◆ **Extrait**:
----
Obligation de formation du salarié intérimaire affecté à un poste à risque par l’entreprise utilisatrice
Le 21 octobre 2005, la salariée d’une entreprise de travail temporaire, mise à la disposition d’une entreprise utilisatrice et affectée au poste de pareuse (personne en charge de la préparation de la viande), s’est gravement blessé avec un couteau.
À la suite de cet accident du travail, la salariée intérimaire a saisi le Tribunal des Affaires de Sécurité Sociale aux fins de voir reconnaître la faute inexcusable de son employeur.
Par arrêt en date du 21 juin 2017, la Cour d’Appel de RENNES a fait droit à cette demande.
L’entreprise utilisatrice a alors formé un pourvoi en cassation à l’encontre de cette décision.
----
◆ **Relevés extraits**:
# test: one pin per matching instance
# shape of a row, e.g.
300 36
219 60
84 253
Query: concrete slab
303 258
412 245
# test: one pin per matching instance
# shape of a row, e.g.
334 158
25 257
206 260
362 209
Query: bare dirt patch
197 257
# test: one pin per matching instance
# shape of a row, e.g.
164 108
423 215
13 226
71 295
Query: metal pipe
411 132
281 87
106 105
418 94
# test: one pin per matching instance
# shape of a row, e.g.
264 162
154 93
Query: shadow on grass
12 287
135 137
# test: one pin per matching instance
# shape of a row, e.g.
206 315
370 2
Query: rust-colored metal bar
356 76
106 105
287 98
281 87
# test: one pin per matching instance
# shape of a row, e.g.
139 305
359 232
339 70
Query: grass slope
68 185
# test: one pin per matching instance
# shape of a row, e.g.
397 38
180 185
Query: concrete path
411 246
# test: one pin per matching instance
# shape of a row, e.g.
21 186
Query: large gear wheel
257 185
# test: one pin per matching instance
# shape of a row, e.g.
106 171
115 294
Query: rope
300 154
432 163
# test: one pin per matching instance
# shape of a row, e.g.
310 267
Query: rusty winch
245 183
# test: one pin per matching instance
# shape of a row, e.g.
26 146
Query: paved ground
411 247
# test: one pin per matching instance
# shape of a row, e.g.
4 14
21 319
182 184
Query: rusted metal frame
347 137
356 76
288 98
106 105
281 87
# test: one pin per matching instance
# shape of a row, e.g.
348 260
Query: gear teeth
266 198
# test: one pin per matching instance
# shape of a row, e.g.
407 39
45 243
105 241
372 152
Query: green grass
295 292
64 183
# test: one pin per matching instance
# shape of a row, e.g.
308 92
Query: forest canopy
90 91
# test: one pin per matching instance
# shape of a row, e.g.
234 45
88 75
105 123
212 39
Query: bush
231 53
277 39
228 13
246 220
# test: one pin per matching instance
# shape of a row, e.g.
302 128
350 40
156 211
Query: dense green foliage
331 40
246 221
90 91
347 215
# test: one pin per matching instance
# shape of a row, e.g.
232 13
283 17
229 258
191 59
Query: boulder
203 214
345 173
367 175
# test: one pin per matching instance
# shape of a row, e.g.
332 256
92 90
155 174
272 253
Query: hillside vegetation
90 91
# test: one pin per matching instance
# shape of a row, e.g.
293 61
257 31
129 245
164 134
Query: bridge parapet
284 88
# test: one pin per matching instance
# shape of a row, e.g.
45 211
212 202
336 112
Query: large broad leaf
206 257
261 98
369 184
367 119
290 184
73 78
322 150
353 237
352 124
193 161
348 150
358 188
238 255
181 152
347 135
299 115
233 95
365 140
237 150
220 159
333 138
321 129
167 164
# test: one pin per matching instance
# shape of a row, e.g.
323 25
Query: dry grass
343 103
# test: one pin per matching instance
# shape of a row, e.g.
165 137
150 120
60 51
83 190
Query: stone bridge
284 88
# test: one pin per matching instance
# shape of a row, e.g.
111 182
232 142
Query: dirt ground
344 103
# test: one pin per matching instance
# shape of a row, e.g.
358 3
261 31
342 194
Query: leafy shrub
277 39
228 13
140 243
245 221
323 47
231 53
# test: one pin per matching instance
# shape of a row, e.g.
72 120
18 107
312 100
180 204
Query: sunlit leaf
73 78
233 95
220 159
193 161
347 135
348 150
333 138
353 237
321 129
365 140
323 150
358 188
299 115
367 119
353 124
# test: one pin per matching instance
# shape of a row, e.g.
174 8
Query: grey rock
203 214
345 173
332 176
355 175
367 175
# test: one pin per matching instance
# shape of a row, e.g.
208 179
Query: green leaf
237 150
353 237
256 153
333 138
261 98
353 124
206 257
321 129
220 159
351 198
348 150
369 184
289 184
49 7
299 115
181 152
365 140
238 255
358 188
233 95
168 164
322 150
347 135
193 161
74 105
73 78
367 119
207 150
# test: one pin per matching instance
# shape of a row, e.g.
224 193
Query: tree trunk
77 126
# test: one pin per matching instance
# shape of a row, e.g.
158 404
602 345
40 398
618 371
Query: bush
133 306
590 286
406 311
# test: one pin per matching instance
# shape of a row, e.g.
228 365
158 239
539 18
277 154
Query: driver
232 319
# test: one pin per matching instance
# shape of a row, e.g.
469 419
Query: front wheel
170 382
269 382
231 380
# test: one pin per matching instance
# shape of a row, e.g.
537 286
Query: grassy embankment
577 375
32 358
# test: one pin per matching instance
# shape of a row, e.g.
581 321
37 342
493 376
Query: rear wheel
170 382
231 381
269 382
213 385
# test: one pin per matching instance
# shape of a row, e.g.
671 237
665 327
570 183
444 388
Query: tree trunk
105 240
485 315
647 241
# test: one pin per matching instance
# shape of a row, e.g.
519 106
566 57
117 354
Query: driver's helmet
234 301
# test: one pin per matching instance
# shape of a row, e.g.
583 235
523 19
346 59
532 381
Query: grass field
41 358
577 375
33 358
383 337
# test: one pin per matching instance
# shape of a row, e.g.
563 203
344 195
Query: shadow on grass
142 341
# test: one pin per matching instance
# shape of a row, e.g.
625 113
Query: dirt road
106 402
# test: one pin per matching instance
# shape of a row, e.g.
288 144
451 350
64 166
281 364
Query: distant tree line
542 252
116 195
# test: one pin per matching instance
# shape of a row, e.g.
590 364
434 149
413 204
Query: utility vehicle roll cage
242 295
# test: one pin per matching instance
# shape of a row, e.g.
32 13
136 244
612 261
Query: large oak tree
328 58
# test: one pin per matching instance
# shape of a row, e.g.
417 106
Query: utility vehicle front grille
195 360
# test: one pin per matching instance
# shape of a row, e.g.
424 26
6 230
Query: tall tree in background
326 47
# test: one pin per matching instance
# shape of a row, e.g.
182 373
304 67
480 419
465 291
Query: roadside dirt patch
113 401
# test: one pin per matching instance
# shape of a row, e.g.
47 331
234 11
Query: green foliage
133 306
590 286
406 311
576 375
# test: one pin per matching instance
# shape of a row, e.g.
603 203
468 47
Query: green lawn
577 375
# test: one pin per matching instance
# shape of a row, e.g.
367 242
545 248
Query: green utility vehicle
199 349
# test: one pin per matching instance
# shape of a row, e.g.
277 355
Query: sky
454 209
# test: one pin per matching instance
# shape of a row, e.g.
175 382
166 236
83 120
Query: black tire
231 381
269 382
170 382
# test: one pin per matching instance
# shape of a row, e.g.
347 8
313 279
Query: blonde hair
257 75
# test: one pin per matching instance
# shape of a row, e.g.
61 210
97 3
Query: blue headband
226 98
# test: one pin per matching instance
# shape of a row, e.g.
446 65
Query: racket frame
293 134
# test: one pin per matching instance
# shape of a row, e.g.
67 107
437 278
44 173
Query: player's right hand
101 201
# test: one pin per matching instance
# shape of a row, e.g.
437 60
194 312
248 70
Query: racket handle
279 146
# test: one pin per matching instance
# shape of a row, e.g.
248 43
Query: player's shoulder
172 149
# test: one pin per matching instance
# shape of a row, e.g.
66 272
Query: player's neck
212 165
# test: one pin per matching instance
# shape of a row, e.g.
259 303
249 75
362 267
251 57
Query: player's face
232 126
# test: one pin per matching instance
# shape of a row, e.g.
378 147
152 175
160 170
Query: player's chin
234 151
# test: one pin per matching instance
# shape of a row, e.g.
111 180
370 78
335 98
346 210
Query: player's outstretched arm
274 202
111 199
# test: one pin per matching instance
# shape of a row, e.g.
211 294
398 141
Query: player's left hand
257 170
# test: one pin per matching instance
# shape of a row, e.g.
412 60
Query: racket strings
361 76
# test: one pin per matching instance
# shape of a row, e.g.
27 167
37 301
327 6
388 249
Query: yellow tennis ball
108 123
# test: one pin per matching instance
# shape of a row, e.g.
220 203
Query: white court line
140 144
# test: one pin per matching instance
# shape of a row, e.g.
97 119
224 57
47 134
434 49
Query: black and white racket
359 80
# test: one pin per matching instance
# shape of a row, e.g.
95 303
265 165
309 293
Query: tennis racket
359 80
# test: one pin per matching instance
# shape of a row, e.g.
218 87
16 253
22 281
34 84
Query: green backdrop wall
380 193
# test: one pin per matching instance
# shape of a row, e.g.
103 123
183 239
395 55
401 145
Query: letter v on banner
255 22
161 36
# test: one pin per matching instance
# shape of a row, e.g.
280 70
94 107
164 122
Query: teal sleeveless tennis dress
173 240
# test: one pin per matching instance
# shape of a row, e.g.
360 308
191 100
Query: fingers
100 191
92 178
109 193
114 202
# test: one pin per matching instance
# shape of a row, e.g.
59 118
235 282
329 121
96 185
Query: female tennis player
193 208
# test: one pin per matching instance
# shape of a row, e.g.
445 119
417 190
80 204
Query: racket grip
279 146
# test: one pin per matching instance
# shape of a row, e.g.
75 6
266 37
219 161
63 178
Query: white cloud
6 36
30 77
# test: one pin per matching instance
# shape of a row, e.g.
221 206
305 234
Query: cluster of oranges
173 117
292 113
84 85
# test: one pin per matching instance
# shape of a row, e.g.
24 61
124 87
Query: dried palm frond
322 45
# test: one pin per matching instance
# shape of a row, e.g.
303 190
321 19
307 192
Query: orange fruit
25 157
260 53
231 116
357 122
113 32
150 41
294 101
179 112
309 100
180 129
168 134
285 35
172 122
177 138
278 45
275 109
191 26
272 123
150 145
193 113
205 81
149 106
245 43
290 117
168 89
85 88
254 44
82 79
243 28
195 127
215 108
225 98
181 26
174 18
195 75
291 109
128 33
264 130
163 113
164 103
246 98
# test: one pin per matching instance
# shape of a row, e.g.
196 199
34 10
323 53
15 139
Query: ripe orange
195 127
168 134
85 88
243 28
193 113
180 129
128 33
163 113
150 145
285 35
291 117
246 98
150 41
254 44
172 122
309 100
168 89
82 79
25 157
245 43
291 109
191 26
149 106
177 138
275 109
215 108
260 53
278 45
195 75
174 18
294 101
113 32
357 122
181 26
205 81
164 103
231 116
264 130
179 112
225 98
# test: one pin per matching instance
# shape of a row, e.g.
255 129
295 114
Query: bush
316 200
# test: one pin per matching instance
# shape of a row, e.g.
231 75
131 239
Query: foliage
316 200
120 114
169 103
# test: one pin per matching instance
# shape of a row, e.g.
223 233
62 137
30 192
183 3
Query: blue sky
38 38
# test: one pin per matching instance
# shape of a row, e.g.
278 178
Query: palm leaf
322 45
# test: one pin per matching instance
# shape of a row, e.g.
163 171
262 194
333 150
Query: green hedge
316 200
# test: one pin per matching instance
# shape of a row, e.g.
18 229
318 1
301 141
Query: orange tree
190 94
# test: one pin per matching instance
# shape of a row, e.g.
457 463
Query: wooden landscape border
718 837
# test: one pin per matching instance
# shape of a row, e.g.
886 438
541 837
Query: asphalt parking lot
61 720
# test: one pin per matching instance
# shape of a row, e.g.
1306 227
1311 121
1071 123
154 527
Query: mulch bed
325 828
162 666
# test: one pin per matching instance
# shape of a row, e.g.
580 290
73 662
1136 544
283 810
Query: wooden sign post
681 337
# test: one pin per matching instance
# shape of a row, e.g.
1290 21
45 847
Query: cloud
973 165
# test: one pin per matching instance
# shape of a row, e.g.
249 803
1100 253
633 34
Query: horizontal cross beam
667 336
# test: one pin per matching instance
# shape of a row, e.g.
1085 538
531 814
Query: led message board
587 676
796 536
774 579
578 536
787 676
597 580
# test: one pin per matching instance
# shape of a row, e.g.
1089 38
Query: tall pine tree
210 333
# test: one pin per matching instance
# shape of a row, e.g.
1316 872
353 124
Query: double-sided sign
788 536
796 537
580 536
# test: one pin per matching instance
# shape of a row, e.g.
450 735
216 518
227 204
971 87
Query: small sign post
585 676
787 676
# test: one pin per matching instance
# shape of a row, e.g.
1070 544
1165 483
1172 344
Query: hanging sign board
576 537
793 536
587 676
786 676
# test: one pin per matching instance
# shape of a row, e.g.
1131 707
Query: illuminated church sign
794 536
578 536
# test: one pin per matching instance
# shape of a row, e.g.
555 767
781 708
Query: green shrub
----
◆ **Travail demandé**:
a. Relevez toutes les entreprises et juridictions que mentionne l'extrait.
b. Répondez brièvement à chaque question d'après l'extrait.
(i) À quelle date la salariée s'est-elle blessée ?
(ii) À quel poste était-elle affectée ?
(iii) Qui a formé un pourvoi en cassation ?
c. Recopiez l'extrait entre « À la suite de » et « de son employeur. », ces deux passages compris.
Le matériau placé ci-dessus n'a aucun rôle dans cet exercice.

◆ **Corrigé**:
a.
- l'entreprise de travail temporaire
- l'entreprise utilisatrice
- le Tribunal des Affaires de Sécurité Sociale
- la Cour d'Appel de RENNES

b.
(i) Le 21 octobre 2005.
(ii) Au poste de pareuse.
(iii) L'entreprise utilisatrice.

c.
À la suite de cet accident du travail, la salariée intérimaire a saisi le Tribunal des Affaires de Sécurité Sociale aux fins de voir reconnaître la faute inexcusable de son employeur.